* **Problem requirements**: Reproduce the risk-factor passage, starting with "New climate change" and going on through "to our unitholders.", and substitute "limited partners" for "unitholders".

* **Extract provided**:
--- begin ---

In addition to the other information set forth in this report, you should carefully consider the factors discussed in Part I, “Item 1A. Risk Factors” in our Annual Report on Form 10-K for the year ended December 31, 2012, which could materially affect our business, financial condition or future results. Additional risks and uncertainties not currently known to us or that we currently deem to be immaterial also may materially adversely affect our business, financial condition or future results. There have been no significant changes to our risk factors as set forth in our Annual Report on Form 10-K for the year ended December 31, 2012, except for the additional or updated risk factors set forth below:

 

New climate change initiatives and increased focus on the regulation of greenhouse gas emissions could result in restrictions or delays in construction and installation of our facilities, increased operating costs, reduced demand for our services, and may adversely affect the cash flows available for distribution to our unitholders.

 

In June 2013, utilizing his executive authority, President Obama announced a climate change plan for the United States Environmental Protection Agency (“EPA”) to regulate carbon emissions under the Clean Air Act.  President Obama’s plan is initially focused on emissions standards for existing power plants and instructs the EPA to issue a proposal by June 1, 2014 and a final rule by June 1, 2015.  Under the plan, states will submit their implementation plans by June 30, 2016.  It is unclear if, and to what extent, the EPA may expand the scope of the plan to existing facilities in other industries, including the oil and natural gas industry.  Such an expansion, taken together with the EPA’s prior administrative conclusion that greenhouse gases (GHGs) present an endangerment to public health and the environment and the rules previously adopted by the EPA regulating the monitoring and reporting of GHG emissions from specified large GHG emission sources, could have a material adverse effect on our ability to operate our existing gathering, compression, processing and fractionation facilities as well as to construct and install new facilities of this nature.  We may experience delays in the construction and installation of new facilities due to more stringent permitting requirements, incur additional costs to reduce emissions of GHGs associated with our operations, or be required to aggregate the emissions from separate facilities for permitting purposes or to relocate one or more of our facilities due to more stringent emissions standards.  To the extent that we incur additional costs or delays, our cash available for distribution may be adversely affected.  Our producer customers may also experience similar issues, which may adversely impact their drilling schedules and production volumes and reduce the volumes of natural gas that we receive for gathering and processing.

--- end ---

* **Record excerpts**:
--- begin ---

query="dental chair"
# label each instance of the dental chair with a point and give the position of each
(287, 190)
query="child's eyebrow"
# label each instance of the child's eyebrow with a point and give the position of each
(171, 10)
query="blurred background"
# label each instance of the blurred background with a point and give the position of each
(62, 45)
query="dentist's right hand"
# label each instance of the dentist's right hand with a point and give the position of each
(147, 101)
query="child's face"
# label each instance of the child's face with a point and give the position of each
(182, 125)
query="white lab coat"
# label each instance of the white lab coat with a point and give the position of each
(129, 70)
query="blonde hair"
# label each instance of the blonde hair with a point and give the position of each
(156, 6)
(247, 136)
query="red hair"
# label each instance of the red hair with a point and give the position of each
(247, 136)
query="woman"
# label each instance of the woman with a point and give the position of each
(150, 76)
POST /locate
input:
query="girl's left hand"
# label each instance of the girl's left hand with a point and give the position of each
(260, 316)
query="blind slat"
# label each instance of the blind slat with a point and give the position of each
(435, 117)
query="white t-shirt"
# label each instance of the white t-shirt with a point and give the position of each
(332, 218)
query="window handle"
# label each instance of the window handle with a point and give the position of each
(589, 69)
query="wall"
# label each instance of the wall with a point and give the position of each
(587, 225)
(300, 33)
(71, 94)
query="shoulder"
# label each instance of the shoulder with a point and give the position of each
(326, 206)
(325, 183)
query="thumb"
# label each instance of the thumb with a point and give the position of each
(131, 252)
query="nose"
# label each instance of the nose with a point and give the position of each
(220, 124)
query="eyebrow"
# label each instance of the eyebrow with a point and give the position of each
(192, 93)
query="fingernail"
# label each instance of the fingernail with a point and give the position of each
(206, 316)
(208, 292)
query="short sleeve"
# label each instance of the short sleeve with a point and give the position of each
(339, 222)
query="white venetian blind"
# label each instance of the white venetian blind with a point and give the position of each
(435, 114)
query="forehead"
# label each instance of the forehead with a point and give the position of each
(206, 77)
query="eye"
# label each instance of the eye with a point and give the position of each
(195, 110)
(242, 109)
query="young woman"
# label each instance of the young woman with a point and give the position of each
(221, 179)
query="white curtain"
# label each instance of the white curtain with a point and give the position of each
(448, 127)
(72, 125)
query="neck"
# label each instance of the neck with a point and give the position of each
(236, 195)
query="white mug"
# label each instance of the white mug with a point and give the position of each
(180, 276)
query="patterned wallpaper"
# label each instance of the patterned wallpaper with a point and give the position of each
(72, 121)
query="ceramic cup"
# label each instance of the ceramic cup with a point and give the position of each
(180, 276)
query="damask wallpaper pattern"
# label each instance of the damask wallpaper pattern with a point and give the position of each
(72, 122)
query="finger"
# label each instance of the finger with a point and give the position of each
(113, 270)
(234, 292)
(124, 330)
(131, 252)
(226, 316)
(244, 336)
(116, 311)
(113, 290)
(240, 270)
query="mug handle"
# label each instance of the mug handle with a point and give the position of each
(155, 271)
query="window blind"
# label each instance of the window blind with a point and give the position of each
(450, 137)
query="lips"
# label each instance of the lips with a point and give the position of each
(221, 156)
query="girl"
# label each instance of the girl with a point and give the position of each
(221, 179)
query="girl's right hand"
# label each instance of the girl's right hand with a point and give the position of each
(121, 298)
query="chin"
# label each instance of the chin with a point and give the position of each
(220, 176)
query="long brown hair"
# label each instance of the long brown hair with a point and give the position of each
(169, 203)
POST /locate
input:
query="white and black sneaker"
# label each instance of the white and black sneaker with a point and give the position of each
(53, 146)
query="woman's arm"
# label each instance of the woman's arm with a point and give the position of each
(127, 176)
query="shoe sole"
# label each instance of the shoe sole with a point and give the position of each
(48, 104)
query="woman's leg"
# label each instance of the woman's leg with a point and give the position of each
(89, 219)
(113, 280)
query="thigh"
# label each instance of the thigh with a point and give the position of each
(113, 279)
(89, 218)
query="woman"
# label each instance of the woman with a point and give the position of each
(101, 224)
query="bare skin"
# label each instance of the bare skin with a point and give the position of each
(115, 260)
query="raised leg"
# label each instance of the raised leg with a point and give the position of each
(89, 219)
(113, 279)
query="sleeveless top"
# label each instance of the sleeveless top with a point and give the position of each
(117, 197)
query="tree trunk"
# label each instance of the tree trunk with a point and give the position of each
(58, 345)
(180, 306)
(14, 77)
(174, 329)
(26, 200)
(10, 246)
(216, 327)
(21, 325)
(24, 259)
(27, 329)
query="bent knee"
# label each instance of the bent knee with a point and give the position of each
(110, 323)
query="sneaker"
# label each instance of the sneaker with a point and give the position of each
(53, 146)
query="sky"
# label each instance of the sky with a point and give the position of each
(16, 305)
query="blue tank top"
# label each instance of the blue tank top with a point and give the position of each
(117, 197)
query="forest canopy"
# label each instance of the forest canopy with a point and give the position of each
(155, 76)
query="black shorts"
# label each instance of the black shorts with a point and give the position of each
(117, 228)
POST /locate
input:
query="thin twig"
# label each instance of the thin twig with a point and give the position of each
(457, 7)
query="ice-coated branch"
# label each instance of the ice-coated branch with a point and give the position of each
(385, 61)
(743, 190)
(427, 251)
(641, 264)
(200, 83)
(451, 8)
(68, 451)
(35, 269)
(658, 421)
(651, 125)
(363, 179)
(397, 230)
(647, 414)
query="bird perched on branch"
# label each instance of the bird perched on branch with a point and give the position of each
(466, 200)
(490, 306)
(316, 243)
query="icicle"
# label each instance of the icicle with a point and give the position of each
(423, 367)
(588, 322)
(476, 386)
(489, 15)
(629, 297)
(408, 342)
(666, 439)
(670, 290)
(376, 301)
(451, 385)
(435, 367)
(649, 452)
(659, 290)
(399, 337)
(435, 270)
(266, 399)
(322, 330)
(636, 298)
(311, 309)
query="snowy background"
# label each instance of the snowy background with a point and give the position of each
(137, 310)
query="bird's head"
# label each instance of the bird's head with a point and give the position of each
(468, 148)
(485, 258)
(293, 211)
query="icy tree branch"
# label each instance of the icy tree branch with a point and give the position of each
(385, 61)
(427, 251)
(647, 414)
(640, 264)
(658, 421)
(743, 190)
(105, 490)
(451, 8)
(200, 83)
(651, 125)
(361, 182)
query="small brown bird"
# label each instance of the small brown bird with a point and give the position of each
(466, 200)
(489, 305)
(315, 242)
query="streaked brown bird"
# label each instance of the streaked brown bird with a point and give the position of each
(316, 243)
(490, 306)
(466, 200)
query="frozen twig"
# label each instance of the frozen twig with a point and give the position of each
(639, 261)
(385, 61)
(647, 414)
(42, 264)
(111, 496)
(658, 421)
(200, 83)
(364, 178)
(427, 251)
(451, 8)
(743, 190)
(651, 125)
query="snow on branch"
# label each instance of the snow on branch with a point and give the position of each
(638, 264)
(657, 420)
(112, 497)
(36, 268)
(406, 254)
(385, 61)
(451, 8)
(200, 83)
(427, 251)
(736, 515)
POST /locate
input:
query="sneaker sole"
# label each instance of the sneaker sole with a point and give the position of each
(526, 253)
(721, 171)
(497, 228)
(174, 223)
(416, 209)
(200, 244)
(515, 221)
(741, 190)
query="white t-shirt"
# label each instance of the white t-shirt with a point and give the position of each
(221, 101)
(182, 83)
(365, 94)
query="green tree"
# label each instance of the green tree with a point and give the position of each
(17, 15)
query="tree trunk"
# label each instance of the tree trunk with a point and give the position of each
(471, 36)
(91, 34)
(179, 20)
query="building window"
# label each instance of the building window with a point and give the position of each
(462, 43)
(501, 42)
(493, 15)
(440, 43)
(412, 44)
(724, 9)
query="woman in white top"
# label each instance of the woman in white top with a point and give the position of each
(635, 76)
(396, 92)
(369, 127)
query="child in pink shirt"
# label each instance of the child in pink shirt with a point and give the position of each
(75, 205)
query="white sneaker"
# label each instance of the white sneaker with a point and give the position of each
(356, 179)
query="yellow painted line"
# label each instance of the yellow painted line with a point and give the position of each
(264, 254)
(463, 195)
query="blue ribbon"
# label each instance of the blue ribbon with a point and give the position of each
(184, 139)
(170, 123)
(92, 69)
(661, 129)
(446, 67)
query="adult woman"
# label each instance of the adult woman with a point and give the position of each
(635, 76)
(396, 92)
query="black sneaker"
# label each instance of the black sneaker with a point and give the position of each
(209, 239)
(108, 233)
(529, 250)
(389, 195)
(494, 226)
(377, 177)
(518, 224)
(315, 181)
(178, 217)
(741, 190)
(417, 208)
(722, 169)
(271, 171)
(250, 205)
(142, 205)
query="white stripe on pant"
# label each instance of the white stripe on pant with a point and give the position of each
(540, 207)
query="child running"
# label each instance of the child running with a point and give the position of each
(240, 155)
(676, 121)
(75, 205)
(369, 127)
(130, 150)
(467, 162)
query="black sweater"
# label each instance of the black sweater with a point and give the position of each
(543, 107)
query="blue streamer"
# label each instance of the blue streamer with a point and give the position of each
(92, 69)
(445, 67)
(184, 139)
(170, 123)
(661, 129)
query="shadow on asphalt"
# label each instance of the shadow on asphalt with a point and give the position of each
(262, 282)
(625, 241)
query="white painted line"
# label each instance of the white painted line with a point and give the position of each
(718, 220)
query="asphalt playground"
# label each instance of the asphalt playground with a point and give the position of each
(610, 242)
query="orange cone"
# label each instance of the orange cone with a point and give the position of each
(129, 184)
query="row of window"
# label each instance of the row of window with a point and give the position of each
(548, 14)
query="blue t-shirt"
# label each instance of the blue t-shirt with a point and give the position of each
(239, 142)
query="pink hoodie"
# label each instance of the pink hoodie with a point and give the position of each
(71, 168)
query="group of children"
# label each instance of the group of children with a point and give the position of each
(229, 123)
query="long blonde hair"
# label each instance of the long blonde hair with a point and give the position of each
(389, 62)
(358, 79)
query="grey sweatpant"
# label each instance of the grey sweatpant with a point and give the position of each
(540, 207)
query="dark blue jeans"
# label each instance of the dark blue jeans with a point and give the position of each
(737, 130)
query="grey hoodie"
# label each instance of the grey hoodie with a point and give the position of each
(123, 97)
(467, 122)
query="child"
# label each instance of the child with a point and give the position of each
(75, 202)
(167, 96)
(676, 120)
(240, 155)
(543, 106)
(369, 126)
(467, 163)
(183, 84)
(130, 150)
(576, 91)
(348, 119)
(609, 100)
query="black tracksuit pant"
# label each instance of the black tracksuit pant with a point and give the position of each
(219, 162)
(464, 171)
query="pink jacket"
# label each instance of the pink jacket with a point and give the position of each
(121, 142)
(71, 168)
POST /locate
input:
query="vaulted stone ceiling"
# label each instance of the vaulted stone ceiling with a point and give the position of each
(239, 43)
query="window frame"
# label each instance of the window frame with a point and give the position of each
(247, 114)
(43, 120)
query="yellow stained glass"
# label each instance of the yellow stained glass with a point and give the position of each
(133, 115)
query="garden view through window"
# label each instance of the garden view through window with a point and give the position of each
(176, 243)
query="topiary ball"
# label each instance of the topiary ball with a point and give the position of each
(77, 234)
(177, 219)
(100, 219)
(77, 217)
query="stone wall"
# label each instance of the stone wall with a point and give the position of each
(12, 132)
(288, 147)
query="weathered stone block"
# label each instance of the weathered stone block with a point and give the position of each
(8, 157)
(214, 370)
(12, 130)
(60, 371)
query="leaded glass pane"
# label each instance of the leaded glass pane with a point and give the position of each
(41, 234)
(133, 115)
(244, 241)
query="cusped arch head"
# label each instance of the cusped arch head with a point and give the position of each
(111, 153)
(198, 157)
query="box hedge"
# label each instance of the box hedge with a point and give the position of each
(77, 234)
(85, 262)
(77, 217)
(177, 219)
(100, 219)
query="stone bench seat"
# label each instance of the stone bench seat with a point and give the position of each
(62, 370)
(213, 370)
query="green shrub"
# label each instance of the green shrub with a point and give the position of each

--- end ---

* **Answer for the task**:
New climate change initiatives and increased focus on the regulation of greenhouse gas emissions could result in restrictions or delays in construction and installation of our facilities, increased operating costs, reduced demand for our services, and may adversely affect the cash flows available for distribution to our limited partners.